#### Task objective
Locate each line in the records that contains the string "pole" and copy those lines out. Case counts, so a line matches only if the capitalization is identical.

#### Data to process
▬▬▬▬▬▬
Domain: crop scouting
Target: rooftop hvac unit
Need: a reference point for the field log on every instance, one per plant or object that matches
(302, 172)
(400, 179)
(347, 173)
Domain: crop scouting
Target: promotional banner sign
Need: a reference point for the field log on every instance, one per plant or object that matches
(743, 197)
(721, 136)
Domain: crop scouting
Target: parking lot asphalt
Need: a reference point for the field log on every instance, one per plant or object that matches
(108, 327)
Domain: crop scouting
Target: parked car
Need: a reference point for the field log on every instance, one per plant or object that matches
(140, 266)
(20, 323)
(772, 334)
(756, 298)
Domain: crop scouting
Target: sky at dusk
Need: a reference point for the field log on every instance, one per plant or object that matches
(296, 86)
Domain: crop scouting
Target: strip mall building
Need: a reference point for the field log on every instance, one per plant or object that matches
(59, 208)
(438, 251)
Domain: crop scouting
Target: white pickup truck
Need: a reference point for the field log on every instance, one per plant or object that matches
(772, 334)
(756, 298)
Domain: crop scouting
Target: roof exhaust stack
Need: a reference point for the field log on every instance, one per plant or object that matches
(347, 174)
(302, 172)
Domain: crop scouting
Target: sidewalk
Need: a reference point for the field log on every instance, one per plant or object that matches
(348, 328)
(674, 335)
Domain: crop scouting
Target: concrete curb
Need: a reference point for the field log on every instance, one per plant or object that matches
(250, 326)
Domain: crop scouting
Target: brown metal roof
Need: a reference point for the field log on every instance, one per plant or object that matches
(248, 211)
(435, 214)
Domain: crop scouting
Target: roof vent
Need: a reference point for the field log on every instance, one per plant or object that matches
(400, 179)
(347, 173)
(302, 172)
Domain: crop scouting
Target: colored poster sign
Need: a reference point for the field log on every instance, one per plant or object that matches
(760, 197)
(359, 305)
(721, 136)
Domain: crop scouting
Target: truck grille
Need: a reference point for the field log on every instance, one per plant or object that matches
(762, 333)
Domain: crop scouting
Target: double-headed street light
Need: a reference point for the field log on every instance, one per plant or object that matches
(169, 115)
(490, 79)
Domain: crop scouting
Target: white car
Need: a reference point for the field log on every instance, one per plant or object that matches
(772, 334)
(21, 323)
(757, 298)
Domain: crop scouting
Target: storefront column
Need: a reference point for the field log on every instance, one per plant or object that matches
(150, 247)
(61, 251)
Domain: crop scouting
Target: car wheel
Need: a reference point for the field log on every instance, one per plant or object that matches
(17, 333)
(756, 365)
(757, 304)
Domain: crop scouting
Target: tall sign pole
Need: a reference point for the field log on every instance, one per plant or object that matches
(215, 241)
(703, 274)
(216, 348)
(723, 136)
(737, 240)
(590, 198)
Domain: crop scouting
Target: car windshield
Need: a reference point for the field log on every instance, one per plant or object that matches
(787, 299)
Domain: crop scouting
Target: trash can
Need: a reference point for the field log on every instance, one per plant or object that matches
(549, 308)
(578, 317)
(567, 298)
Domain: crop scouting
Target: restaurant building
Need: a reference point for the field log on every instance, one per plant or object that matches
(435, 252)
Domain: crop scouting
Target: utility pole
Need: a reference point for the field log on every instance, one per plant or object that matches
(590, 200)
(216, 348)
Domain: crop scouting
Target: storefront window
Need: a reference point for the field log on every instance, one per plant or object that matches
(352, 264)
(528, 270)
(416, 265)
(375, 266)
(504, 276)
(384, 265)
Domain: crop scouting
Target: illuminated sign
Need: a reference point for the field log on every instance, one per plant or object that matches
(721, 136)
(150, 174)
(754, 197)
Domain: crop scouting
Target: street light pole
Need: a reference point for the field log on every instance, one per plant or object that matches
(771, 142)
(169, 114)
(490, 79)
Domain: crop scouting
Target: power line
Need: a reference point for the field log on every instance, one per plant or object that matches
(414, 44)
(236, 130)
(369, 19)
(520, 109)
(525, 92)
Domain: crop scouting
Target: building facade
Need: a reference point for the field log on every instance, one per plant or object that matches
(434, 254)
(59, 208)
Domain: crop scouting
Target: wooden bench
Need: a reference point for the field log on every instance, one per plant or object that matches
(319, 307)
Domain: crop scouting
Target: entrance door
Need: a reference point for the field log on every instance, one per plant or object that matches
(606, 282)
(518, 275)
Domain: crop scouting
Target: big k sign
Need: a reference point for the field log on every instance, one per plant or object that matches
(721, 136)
▬▬▬▬▬▬
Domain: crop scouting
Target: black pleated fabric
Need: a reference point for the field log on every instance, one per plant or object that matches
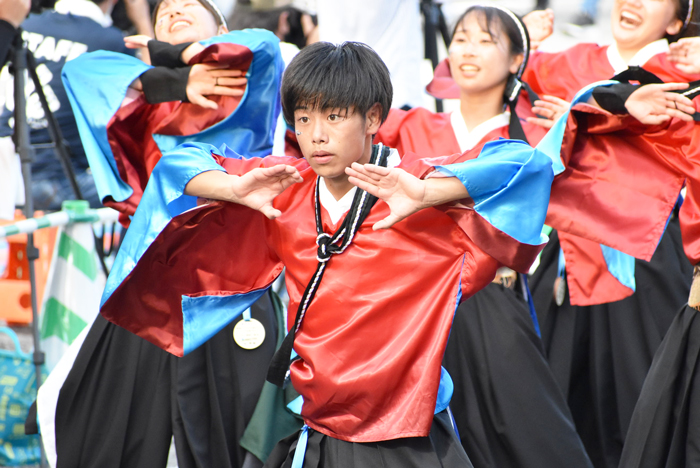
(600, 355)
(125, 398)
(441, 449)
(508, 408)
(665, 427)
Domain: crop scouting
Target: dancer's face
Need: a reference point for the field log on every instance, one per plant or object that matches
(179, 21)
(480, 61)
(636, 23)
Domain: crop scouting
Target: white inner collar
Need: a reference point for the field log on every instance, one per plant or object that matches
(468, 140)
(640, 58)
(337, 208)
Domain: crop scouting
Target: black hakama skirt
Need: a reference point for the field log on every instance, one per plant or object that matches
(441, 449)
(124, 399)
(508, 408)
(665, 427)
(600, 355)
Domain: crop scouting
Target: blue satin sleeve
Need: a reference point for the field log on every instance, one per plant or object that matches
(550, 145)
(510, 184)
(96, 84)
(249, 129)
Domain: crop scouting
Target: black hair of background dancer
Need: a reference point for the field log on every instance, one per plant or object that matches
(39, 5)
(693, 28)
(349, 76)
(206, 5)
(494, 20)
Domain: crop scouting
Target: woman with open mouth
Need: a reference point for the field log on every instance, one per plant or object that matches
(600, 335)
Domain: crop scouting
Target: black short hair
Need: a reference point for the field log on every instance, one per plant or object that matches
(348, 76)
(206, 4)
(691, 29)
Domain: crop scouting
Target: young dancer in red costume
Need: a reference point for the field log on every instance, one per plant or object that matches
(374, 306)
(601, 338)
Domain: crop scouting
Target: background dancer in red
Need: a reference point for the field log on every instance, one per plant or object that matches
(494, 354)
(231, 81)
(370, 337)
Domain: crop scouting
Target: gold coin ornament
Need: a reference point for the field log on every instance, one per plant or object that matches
▬▬▬▬▬▬
#### Full solution
Target: tall sign pole
Target: utility pole
Target: street light pole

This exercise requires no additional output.